▶ HOW TO COMPLETE THIS TASK: Lines holding the string "plant" are the ones to copy; find them all in the data.

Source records
--- START ---

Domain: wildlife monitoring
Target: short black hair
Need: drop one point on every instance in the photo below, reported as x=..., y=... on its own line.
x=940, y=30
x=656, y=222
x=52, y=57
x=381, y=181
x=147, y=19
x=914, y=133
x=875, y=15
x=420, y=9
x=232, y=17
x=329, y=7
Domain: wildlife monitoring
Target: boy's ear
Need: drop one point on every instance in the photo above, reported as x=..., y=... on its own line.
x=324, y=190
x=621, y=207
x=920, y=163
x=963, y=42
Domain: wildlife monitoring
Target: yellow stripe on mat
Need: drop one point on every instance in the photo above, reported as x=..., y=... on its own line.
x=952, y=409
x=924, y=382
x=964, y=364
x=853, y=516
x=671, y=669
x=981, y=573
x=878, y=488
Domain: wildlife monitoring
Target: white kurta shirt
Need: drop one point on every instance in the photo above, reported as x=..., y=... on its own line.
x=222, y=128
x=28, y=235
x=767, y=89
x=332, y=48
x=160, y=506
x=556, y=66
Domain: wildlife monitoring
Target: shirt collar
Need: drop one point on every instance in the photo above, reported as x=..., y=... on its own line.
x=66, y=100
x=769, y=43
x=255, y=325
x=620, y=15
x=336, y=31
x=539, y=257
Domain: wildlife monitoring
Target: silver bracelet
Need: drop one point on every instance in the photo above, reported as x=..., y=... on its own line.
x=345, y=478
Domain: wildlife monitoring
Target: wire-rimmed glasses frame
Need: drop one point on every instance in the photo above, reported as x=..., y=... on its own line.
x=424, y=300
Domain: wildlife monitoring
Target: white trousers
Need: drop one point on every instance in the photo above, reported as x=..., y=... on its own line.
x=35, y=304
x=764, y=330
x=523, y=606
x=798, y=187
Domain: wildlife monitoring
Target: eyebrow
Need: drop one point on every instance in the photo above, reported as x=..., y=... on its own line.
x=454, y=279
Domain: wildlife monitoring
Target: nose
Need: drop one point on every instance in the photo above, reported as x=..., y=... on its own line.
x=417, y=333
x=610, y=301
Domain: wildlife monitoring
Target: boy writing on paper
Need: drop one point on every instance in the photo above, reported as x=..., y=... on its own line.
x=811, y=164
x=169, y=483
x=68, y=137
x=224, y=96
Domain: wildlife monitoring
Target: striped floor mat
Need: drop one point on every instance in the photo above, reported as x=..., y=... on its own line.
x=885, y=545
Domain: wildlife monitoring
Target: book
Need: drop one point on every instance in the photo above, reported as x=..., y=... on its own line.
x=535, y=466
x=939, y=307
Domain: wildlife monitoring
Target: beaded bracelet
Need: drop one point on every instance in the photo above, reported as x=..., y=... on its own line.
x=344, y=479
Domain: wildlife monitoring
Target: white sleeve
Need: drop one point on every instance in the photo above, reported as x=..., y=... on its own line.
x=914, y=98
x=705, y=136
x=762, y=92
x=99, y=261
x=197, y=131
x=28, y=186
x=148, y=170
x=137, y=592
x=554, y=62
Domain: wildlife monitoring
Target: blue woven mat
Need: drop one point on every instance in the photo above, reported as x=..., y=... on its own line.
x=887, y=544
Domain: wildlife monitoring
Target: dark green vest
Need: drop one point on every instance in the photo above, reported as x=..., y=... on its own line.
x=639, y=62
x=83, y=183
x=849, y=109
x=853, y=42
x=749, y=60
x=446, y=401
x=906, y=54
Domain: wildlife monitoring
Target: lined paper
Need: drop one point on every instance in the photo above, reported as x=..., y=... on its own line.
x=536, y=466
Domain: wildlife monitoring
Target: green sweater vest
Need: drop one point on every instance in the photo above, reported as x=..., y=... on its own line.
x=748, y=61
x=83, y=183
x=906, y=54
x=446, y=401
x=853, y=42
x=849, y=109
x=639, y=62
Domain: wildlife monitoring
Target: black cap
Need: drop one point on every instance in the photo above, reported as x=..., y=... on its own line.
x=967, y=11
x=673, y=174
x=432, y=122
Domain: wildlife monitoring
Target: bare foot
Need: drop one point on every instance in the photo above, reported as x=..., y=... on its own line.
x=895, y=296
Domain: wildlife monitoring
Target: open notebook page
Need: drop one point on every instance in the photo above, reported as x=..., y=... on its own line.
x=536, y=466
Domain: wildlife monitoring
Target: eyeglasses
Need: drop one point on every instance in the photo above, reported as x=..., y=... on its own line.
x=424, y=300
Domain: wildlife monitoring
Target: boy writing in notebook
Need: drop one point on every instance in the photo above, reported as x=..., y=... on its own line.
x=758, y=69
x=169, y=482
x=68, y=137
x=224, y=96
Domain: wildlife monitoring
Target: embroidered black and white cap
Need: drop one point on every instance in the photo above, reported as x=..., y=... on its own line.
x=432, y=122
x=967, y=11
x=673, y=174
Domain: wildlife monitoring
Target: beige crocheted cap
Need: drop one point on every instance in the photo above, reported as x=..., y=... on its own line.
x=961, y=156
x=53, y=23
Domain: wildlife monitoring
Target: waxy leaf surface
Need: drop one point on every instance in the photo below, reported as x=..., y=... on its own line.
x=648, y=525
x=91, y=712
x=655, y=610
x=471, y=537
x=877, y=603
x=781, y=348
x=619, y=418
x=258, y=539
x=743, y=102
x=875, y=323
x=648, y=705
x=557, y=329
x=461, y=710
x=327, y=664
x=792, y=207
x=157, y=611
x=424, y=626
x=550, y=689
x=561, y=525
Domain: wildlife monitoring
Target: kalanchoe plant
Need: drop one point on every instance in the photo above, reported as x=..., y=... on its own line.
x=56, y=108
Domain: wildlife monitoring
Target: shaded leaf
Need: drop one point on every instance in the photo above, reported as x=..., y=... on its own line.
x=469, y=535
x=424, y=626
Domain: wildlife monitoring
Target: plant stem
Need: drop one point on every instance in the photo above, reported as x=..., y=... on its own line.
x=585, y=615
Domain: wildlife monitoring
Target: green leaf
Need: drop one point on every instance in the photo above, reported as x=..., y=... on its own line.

--- END ---

▶ ANSWER TO THE EXERCISE:
Target: kalanchoe plant
Target: plant stem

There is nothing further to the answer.